* _EXERCISE DIRECTIONS_
Needed from the data below: all lines that contain the word "deck".
MATERIAL FOR THE TASK Start Marker
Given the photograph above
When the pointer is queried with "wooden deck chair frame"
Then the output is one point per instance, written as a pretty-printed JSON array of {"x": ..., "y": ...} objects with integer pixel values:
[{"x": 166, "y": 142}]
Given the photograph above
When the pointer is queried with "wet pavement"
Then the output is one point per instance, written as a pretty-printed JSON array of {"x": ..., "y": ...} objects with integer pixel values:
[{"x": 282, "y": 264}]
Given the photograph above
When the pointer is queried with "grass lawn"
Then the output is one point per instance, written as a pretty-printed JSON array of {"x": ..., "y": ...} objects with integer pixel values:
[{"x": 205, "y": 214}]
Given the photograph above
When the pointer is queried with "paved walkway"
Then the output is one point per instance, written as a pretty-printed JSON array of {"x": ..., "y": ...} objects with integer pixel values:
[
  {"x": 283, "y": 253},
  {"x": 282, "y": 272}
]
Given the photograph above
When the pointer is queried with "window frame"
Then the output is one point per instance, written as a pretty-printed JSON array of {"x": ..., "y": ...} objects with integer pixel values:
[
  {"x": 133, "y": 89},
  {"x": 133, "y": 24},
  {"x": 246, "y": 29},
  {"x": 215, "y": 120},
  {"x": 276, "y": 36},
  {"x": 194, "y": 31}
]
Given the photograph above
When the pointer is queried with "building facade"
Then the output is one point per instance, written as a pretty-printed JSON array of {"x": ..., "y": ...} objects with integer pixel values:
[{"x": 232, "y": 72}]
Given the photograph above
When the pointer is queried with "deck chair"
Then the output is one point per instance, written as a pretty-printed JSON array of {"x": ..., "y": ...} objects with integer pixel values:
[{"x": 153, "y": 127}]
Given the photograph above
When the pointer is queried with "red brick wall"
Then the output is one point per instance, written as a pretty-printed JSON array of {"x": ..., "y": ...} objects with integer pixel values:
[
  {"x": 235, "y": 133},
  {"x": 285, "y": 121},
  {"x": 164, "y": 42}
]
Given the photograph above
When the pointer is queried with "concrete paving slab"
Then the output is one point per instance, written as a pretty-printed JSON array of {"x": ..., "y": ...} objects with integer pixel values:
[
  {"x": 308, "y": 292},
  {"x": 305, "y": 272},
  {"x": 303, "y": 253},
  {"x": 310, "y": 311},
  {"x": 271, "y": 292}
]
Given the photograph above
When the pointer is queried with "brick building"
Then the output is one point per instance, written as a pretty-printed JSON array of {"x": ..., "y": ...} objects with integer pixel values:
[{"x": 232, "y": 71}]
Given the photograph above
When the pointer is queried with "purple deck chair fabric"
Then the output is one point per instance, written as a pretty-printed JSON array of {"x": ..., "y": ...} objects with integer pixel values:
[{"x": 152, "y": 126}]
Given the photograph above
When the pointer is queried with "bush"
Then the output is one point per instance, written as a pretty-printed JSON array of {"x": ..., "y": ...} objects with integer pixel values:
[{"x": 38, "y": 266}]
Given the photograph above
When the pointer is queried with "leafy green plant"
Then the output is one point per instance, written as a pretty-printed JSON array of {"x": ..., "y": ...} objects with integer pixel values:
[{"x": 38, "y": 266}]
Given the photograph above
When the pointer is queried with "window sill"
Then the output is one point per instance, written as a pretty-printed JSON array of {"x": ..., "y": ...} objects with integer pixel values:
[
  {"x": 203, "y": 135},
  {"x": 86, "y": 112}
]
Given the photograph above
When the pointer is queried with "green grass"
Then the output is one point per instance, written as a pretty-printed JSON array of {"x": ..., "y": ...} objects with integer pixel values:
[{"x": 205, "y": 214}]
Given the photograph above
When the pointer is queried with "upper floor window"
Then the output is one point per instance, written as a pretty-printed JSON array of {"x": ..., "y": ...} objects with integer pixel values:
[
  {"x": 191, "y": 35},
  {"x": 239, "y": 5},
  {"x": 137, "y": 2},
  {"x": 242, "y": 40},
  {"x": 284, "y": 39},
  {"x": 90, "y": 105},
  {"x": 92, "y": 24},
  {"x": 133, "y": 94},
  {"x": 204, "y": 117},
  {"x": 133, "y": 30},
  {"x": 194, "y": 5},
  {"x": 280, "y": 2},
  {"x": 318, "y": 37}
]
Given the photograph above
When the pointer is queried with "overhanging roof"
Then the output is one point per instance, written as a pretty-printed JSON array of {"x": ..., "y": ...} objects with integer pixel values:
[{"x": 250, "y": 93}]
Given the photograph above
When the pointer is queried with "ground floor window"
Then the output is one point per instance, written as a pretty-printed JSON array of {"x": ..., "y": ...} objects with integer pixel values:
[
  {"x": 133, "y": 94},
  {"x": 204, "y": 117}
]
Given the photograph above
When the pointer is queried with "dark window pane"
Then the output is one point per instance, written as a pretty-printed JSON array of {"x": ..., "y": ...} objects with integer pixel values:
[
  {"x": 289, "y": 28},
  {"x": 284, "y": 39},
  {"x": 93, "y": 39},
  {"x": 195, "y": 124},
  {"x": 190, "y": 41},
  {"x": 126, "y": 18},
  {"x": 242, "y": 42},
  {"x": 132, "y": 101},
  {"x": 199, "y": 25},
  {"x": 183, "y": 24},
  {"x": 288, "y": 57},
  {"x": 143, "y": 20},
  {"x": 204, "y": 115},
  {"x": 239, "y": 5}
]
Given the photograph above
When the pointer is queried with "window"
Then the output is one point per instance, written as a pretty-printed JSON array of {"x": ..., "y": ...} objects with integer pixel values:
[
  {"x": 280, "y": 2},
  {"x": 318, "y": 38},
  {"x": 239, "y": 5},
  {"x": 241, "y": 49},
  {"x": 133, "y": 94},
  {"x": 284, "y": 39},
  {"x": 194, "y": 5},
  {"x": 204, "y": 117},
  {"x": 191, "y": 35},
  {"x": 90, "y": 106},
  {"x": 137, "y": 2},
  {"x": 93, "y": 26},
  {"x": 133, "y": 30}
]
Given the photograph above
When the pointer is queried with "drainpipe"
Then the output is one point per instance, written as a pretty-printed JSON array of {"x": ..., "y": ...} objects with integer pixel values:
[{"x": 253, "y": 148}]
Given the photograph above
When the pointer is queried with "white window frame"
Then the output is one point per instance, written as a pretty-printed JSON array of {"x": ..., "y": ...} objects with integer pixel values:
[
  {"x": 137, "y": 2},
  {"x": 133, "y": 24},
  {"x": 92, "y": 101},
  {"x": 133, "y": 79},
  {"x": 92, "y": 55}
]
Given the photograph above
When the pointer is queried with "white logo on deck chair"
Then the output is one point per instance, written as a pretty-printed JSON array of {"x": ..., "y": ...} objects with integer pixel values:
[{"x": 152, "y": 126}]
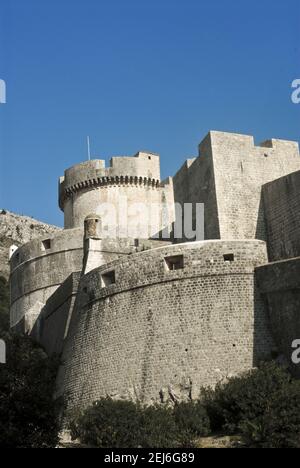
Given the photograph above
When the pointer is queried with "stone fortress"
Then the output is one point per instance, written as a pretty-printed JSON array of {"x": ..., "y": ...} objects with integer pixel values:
[{"x": 155, "y": 319}]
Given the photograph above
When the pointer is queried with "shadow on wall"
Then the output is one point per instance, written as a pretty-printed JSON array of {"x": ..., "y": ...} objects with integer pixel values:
[
  {"x": 264, "y": 347},
  {"x": 261, "y": 228}
]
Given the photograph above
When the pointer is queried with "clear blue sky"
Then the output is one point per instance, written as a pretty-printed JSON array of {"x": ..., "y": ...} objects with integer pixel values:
[{"x": 136, "y": 74}]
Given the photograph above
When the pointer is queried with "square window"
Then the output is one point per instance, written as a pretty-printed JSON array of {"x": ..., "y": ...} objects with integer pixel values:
[
  {"x": 229, "y": 258},
  {"x": 107, "y": 279},
  {"x": 174, "y": 263},
  {"x": 46, "y": 244}
]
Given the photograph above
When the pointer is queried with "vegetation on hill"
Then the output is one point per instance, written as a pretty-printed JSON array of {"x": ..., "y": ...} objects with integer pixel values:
[
  {"x": 29, "y": 417},
  {"x": 262, "y": 407}
]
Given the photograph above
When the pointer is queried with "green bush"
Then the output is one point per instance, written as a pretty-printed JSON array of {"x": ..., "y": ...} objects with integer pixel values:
[
  {"x": 262, "y": 405},
  {"x": 279, "y": 427},
  {"x": 158, "y": 428},
  {"x": 108, "y": 423},
  {"x": 191, "y": 417},
  {"x": 4, "y": 305},
  {"x": 122, "y": 424},
  {"x": 29, "y": 417}
]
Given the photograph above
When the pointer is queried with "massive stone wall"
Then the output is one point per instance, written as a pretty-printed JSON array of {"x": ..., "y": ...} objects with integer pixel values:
[
  {"x": 144, "y": 330},
  {"x": 279, "y": 283},
  {"x": 37, "y": 269},
  {"x": 281, "y": 200},
  {"x": 51, "y": 327},
  {"x": 228, "y": 177}
]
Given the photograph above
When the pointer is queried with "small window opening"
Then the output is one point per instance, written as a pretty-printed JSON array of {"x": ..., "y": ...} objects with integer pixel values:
[
  {"x": 46, "y": 244},
  {"x": 108, "y": 279},
  {"x": 174, "y": 263},
  {"x": 229, "y": 258}
]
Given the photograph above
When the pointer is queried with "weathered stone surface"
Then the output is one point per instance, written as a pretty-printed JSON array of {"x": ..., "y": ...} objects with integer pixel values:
[
  {"x": 18, "y": 230},
  {"x": 143, "y": 319}
]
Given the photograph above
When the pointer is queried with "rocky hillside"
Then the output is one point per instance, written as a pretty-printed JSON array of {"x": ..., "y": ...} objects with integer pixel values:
[{"x": 17, "y": 230}]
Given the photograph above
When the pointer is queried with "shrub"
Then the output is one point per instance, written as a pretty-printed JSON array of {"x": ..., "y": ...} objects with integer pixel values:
[
  {"x": 108, "y": 423},
  {"x": 29, "y": 417},
  {"x": 244, "y": 398},
  {"x": 192, "y": 417},
  {"x": 158, "y": 427},
  {"x": 4, "y": 305},
  {"x": 279, "y": 427}
]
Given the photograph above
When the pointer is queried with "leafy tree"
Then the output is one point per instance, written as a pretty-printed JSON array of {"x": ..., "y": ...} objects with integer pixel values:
[{"x": 29, "y": 417}]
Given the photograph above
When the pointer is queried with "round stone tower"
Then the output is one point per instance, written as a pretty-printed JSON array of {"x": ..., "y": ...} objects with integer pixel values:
[{"x": 128, "y": 192}]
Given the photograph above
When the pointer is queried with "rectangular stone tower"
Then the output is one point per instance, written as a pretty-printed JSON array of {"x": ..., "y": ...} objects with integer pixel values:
[{"x": 228, "y": 177}]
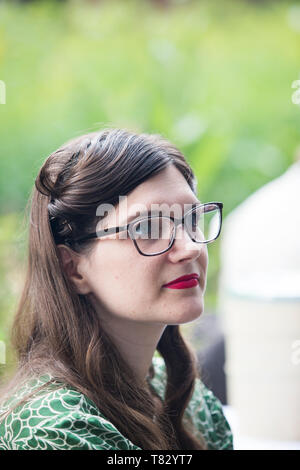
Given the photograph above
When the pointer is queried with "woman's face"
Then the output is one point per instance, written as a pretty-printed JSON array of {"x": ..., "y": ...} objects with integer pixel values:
[{"x": 122, "y": 284}]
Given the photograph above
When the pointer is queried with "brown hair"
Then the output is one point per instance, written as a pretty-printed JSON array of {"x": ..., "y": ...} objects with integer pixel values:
[{"x": 57, "y": 330}]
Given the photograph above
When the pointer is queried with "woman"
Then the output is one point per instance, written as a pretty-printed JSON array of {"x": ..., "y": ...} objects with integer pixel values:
[{"x": 102, "y": 363}]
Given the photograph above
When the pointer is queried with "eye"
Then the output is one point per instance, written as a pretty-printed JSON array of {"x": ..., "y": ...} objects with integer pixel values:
[{"x": 143, "y": 228}]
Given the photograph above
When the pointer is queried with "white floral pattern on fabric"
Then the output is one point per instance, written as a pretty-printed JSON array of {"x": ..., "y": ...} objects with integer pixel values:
[{"x": 59, "y": 417}]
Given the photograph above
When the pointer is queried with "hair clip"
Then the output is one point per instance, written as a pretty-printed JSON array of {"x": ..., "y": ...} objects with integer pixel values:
[{"x": 65, "y": 222}]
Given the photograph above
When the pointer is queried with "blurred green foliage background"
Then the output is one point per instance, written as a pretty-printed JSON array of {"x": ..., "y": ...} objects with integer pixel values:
[{"x": 214, "y": 77}]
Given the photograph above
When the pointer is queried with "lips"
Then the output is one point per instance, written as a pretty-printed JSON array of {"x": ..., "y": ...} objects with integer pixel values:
[{"x": 187, "y": 277}]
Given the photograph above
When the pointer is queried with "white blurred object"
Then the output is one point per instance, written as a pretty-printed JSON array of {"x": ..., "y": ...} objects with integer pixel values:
[
  {"x": 250, "y": 443},
  {"x": 259, "y": 299}
]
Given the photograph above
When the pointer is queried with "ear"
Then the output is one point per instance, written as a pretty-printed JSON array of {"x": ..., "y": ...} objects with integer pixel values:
[{"x": 72, "y": 264}]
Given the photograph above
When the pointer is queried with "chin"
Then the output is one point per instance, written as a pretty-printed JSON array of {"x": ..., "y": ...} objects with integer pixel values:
[{"x": 188, "y": 314}]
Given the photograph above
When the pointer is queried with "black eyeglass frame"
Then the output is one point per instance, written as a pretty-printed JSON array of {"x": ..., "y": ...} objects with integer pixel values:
[{"x": 128, "y": 227}]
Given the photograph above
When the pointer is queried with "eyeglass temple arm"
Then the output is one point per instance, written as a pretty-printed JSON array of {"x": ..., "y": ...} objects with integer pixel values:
[{"x": 109, "y": 231}]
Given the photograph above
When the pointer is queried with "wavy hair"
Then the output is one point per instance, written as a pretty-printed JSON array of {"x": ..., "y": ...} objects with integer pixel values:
[{"x": 57, "y": 330}]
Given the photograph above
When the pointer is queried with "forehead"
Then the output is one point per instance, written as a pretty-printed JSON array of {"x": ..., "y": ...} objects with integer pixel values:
[
  {"x": 168, "y": 186},
  {"x": 166, "y": 189}
]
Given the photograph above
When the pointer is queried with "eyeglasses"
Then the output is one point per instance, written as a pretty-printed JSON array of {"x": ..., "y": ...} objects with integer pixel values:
[{"x": 155, "y": 234}]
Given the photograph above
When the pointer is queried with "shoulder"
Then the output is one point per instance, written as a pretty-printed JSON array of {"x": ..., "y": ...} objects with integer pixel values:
[
  {"x": 58, "y": 417},
  {"x": 204, "y": 409}
]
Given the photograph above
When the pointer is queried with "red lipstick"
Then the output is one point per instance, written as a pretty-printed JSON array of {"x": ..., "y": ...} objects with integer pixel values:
[{"x": 183, "y": 282}]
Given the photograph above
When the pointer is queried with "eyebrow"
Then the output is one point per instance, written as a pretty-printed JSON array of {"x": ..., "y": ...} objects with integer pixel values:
[{"x": 156, "y": 212}]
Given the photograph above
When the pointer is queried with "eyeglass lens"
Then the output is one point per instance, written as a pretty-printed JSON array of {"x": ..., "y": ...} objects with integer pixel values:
[{"x": 154, "y": 234}]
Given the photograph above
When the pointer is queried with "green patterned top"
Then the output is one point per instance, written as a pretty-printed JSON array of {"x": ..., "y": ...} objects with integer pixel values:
[{"x": 63, "y": 418}]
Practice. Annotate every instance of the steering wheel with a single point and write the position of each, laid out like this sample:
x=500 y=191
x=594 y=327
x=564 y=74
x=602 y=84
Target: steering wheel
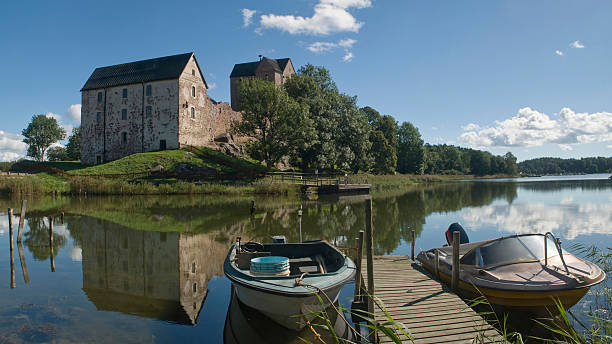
x=252 y=246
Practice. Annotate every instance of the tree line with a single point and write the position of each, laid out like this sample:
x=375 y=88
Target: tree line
x=309 y=124
x=566 y=166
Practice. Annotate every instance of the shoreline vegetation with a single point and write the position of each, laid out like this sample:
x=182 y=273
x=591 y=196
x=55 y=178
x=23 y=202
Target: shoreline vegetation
x=196 y=170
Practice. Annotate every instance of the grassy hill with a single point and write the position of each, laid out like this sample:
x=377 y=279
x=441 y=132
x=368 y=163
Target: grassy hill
x=196 y=159
x=197 y=170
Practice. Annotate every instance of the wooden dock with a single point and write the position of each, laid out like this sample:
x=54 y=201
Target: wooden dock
x=432 y=313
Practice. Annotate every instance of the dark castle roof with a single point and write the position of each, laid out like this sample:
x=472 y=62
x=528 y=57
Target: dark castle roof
x=249 y=68
x=161 y=68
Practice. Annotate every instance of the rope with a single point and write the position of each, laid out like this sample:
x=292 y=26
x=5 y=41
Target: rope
x=299 y=281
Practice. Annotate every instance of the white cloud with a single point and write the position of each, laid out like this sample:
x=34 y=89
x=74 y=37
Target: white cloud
x=330 y=16
x=348 y=57
x=470 y=126
x=319 y=47
x=74 y=112
x=347 y=43
x=11 y=146
x=247 y=16
x=532 y=128
x=577 y=45
x=57 y=117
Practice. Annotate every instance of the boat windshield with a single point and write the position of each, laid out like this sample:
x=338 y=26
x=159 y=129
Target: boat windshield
x=510 y=250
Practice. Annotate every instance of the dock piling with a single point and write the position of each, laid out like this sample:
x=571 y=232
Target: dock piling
x=51 y=243
x=370 y=255
x=21 y=219
x=358 y=279
x=455 y=276
x=24 y=268
x=412 y=249
x=437 y=264
x=13 y=283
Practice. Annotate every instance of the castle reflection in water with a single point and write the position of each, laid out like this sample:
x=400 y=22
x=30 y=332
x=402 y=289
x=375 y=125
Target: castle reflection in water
x=149 y=274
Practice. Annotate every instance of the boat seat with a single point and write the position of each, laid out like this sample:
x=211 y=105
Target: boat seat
x=243 y=259
x=299 y=266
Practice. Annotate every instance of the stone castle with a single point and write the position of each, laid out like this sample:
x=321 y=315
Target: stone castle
x=160 y=104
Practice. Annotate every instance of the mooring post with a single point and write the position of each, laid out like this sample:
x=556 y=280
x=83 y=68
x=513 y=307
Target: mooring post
x=437 y=264
x=24 y=268
x=51 y=243
x=21 y=220
x=412 y=249
x=13 y=284
x=455 y=276
x=359 y=242
x=369 y=255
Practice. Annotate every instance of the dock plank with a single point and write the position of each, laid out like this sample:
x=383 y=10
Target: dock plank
x=430 y=310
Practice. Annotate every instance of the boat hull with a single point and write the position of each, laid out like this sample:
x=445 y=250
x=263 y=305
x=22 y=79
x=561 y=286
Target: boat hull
x=538 y=302
x=291 y=312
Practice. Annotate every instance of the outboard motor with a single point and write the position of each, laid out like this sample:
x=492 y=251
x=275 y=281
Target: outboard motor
x=279 y=239
x=456 y=227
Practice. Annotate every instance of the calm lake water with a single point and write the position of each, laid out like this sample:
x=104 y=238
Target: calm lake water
x=150 y=269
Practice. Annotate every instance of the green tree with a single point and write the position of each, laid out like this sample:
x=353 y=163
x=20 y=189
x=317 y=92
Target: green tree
x=410 y=151
x=57 y=154
x=481 y=163
x=40 y=134
x=384 y=159
x=73 y=147
x=510 y=166
x=341 y=132
x=279 y=125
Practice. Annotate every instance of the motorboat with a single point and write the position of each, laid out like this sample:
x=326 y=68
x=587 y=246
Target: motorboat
x=525 y=271
x=309 y=283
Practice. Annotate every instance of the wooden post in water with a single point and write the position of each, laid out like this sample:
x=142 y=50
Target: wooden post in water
x=413 y=242
x=357 y=293
x=21 y=220
x=437 y=264
x=51 y=243
x=13 y=284
x=24 y=268
x=455 y=276
x=369 y=255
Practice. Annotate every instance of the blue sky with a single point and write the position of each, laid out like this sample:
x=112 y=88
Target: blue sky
x=533 y=78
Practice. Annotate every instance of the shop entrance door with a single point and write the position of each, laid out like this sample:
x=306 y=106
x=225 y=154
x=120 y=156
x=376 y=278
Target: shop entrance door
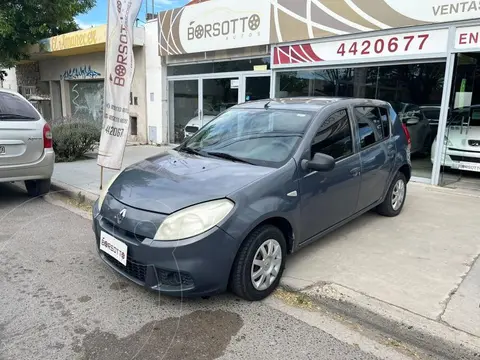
MATERIAL FOR THE TASK End Marker
* _TASK SOLUTION_
When the pointer is queried with "wooden deck chair frame"
When the pointer is queried with "deck chair"
When the pointer is queried with "purple deck chair fabric"
When the pointer is queried with "white logo on deck chair"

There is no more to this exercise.